Russian Default on Debts No Longer ‘Improbable’: IMF Head

The International Monetary Fund (IMF) sees that a Russian default on its debts has become more than likely, but would not trigger a global financial crisis, the international lender’s head said on Sunday.

Impacts of the sanctions imposed by the United States and its allies have been “severe” for Russia’s economy and would trigger a deep recession there this year, managing director of the IMF Kristalina Georgieva said.

“In terms of servicing debt obligations, I can say that no longer we think of Russian default as improbable event. Russia has the money to service its debt, but cannot access it,” Georgieva told CBS’s Face the Nation.

Last week, Fitch slashed the rating of Russia’s sovereign debts to junk, saying that default is “imminent”. The World Bank had also previously warned that Russia and its ally Belarus were “mightily close” to default.

- **REQUIREMENT A**
In the article on a possible Russian debt default, on which program did Kristalina Georgieva make her remarks?
- **REQUIREMENT B**
Extend the news article on Russia's possible debt default, starting after its final sentence.
The records that come next have nothing to do with this article.

- **RECORD EXTRACTS**
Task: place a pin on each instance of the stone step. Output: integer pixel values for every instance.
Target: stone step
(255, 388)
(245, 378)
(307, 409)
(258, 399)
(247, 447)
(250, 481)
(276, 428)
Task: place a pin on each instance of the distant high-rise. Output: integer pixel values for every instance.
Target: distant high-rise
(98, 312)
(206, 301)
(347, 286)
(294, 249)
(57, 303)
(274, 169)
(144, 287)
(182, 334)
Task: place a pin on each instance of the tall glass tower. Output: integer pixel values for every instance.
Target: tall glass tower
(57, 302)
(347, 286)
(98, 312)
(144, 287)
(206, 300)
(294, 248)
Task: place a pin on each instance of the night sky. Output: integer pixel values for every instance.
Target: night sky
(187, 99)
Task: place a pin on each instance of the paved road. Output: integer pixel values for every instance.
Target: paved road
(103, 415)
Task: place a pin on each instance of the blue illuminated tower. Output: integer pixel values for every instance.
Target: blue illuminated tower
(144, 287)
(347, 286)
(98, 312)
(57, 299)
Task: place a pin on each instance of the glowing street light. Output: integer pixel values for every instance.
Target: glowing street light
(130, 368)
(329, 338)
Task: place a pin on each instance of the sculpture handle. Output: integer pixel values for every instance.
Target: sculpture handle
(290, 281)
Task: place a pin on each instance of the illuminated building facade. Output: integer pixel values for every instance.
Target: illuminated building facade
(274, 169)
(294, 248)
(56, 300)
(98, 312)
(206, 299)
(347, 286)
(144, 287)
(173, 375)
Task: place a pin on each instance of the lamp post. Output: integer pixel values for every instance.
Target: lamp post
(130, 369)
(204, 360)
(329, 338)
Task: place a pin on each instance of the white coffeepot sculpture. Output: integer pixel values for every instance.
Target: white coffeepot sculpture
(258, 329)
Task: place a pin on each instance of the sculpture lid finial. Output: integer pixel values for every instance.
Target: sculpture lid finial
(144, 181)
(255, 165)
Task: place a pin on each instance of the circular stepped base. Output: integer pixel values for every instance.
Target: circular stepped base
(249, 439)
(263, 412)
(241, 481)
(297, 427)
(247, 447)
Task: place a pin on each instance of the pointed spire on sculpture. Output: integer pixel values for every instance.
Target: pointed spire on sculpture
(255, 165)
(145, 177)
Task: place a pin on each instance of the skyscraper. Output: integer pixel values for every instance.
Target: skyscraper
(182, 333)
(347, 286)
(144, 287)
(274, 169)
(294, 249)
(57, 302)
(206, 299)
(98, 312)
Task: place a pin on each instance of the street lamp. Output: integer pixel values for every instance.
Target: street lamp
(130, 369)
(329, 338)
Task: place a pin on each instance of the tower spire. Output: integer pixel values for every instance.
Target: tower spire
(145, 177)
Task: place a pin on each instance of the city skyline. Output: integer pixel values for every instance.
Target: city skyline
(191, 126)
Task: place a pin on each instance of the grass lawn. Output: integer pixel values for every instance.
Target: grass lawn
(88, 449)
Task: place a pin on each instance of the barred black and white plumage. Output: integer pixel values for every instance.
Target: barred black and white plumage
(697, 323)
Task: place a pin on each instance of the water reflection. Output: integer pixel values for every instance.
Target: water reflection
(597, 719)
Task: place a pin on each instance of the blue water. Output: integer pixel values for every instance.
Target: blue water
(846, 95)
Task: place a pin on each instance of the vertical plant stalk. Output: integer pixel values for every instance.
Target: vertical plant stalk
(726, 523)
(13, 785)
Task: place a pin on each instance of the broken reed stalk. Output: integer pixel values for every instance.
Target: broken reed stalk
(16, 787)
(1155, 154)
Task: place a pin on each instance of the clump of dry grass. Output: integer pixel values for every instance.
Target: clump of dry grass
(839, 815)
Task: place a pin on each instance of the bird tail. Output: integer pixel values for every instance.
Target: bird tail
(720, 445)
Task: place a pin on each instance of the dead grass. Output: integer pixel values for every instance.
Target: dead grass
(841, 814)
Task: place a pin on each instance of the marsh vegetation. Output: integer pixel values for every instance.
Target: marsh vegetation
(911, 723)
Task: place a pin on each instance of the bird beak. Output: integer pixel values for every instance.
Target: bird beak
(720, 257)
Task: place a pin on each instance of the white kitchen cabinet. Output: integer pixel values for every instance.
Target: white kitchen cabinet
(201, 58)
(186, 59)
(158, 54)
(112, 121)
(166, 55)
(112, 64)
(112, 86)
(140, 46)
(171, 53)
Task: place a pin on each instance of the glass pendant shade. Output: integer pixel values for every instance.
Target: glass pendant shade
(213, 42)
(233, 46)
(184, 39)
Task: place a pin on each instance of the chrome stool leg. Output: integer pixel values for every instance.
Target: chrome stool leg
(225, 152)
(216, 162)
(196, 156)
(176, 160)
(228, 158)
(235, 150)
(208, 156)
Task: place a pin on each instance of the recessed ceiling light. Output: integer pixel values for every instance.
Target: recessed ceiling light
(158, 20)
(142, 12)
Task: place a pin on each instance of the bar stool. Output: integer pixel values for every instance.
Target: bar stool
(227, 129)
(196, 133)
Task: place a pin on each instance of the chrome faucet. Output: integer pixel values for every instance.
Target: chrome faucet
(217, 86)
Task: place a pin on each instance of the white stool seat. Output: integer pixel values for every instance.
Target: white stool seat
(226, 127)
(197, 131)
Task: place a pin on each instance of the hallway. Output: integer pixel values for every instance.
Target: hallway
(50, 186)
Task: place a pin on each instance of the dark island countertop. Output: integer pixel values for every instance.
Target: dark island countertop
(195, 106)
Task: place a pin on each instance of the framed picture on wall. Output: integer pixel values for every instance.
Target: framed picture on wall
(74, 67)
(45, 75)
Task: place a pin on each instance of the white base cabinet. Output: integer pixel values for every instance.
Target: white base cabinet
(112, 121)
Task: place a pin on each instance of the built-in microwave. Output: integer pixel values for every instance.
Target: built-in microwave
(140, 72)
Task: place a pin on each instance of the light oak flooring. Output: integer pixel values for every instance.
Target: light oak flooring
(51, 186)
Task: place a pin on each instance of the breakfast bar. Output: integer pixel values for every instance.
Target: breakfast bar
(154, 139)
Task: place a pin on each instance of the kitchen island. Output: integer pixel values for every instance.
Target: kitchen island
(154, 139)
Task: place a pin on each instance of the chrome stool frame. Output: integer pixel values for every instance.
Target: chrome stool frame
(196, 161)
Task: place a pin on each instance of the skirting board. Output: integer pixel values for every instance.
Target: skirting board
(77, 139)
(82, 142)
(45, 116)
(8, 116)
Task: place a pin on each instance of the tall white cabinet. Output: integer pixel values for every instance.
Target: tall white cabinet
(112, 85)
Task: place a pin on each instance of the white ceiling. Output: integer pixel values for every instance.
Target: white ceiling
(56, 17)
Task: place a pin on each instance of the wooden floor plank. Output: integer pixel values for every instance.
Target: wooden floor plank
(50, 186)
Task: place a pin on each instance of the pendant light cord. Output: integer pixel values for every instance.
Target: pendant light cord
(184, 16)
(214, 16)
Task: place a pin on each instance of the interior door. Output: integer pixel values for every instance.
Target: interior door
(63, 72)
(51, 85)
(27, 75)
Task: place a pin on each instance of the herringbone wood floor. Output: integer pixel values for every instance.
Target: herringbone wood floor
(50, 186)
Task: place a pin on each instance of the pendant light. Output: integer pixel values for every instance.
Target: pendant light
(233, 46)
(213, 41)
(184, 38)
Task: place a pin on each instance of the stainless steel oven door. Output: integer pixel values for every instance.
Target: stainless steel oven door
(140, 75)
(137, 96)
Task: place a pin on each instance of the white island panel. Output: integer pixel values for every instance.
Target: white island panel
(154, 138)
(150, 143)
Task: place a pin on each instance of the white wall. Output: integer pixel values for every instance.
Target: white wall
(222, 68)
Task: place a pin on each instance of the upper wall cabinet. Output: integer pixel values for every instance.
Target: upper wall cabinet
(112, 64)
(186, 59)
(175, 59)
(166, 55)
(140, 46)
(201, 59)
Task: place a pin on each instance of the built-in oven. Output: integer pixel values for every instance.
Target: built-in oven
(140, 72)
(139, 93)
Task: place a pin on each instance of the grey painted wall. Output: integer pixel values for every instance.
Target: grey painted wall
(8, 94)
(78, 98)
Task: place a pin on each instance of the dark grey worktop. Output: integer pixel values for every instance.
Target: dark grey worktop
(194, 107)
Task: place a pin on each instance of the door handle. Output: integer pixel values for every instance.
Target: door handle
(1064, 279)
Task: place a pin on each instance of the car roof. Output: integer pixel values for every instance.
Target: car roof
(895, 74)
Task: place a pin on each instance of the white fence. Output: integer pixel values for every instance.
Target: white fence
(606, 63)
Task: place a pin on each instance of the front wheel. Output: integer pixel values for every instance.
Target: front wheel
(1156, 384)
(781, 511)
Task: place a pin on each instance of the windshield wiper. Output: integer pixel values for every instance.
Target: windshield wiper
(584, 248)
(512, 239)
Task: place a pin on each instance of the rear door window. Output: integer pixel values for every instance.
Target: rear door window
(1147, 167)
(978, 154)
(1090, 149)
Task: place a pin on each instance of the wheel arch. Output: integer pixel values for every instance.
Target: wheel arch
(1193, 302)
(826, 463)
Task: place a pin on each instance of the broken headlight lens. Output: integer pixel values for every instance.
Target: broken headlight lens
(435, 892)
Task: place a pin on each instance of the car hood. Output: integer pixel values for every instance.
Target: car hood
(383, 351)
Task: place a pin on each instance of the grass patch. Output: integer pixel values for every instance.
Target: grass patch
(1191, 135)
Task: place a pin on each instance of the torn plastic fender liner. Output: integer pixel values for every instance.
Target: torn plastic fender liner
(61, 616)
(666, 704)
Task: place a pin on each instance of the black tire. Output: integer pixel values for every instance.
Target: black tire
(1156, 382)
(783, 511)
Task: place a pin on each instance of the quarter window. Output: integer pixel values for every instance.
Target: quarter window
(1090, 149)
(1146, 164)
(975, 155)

- **FINAL ANSWER A**
CBS's Face the Nation.

- **FINAL ANSWER B**
The IMF head added that the economic impacts of the war could go beyond Russia and Ukraine, and their immediate neighbors. Other areas that will be most affected would be the countries that are struggling to recover from the COVID-19 pandemic, and those that depend on Russia for energy imports, according to Georgieva.

Asked whether a Russian default would cause a global financial crisis, Georgieva answered, “For now, no.” The total exposure of banks to Russia is about $120 billion, which was not negligent but also “not systematically relevant”, she said.